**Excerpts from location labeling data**
════════════════

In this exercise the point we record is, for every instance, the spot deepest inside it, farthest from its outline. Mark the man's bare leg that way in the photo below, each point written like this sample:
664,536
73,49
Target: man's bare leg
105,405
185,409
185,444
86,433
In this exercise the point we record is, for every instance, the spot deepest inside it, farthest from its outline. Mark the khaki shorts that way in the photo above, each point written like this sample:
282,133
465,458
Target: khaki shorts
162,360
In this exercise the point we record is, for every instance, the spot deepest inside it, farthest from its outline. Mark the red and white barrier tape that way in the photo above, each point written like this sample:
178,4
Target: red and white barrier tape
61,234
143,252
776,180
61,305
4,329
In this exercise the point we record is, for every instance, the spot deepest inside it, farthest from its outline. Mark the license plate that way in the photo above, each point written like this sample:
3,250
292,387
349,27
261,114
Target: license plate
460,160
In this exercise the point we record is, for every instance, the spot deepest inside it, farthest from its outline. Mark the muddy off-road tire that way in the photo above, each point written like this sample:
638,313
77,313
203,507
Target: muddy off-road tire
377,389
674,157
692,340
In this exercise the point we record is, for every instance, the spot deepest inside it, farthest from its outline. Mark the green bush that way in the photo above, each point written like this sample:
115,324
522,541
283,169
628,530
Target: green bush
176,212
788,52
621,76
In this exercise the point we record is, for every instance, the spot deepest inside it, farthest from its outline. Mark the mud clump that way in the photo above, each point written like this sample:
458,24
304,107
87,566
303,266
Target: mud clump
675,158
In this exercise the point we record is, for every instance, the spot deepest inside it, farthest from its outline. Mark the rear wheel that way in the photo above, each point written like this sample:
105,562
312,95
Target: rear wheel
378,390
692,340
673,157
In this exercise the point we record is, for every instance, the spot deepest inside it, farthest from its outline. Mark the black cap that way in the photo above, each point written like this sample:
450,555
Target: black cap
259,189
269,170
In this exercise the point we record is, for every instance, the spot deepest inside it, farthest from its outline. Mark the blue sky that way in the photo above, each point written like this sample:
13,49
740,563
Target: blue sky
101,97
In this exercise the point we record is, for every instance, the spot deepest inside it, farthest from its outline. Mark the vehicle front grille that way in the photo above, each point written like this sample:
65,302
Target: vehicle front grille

════════════════

**Aim**
Please present every line of the items above as a numbered list, leaving out any blank lines.

**Result of the exercise**
1. In this exercise the point we record is, for every instance, the spot deepest inside it, farthest from its outline. Mark the man's bare leg that way in the photo below, each point written like this sample:
2. 664,536
3. 73,49
4. Target: man's bare leg
5. 105,405
6. 185,409
7. 185,444
8. 86,433
9. In this exercise the point we record is, for every instance, the spot deepest inside it, farthest from its outline. Mark the khaki shorts that way in the photo above, each point written like this sample:
10. 282,133
11. 465,458
12. Target: khaki shorts
13. 162,360
14. In this exercise the point we record is, for every instance, the spot deepest inside it, farthest from its outline. Mark the red and white barrier tape that way in the photo above, each point written like this sample:
15. 178,4
16. Target: red and white barrier tape
17. 61,234
18. 143,252
19. 776,180
20. 61,305
21. 4,329
22. In this exercise the point we record is, for every instance, the spot deepest inside it, farthest from its outline. Mark the license plate that way in the photo above, each point written like this sample:
23. 3,250
24. 292,387
25. 349,27
26. 261,114
27. Target: license plate
28. 460,160
29. In this exercise the point we record is, for every instance, the spot deepest inside it, farthest from its outline. Mark the muddy off-road tire that way in the photo above, each point written like this sample:
30. 638,313
31. 77,313
32. 203,507
33. Target: muddy off-road tire
34. 377,389
35. 674,157
36. 692,340
37. In this exercise the point we record is, for every instance, the spot deepest inside it, farthest from its outline. Mark the green bush that way in the photo above, each point written like this sample:
38. 115,324
39. 522,541
40. 283,169
41. 628,530
42. Target: green bush
43. 176,212
44. 788,52
45. 621,76
46. In this exercise the point we record is, for every instance, the spot deepest inside it, farthest from its outline. Mark the mud clump that way in the photo above, each point written like this sample:
47. 458,24
48. 304,107
49. 87,566
50. 303,266
51. Target: mud clump
52. 675,158
53. In this exercise the point we record is, for every instance, the spot deepest inside it, farthest from its outline. Mark the rear wheel that way in the photo above, each point written like this sample:
54. 105,562
55. 312,95
56. Target: rear wheel
57. 378,390
58. 692,340
59. 673,157
60. In this exercise the point we record is, for every instance, the spot deepest inside it, farthest from its outline. Mark the black cap that way in the photo above, each point written like this sample:
61. 450,555
62. Target: black cap
63. 259,189
64. 269,170
65. In this exercise the point we record is, for every instance, the spot deepest inside it, farthest from its outline. Mark the blue sky that way in the photo above, each point written like this sample:
66. 13,49
67. 740,563
68. Target: blue sky
69. 101,97
70. In this exercise the point we record is, for every instance, the spot deepest inside it, farthest from its outline. Mark the vehicle front grille that way in the photo above, each point written like this sample:
71. 65,302
72. Target: vehicle front grille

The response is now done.